--- START OF DATA TO PROCESS ---
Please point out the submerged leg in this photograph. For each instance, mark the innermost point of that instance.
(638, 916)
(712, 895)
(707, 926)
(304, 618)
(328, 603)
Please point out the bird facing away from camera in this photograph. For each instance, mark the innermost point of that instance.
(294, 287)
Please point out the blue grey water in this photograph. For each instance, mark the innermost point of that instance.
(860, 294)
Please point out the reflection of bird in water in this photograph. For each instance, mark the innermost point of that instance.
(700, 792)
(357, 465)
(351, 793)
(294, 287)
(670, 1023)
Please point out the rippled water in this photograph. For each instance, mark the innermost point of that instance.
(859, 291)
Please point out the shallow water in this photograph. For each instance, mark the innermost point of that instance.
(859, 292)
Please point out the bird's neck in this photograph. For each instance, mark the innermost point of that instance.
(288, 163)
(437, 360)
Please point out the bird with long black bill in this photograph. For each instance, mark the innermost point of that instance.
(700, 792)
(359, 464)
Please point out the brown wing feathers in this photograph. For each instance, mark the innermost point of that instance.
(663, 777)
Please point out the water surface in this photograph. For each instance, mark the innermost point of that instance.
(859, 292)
--- END OF DATA TO PROCESS ---
◆ WHAT IS EXPECTED
Reproduce the final stretch of the data above: every line from the one holding "Please point out the rippled" through the end, inclusive, exactly as written and nothing else.

◆ PROBLEM SOLUTION
Please point out the rippled water in this photograph. For each instance, mark the innermost point of that instance.
(859, 291)
Please point out the shallow water in this photograph. For each instance, mark the innermost point of that instance.
(859, 292)
Please point out the bird's neck in this photograph. For each instance, mark the innermost point of that instance.
(288, 163)
(437, 360)
Please point out the bird with long black bill in this photograph. For each instance, mark the innermost point of that instance.
(700, 792)
(359, 464)
Please point out the brown wing feathers in this photograph. For each instance, mark the innermost point of that instance.
(663, 777)
Please point out the water surface in this photograph. For each instance, mark the innermost point of that instance.
(859, 292)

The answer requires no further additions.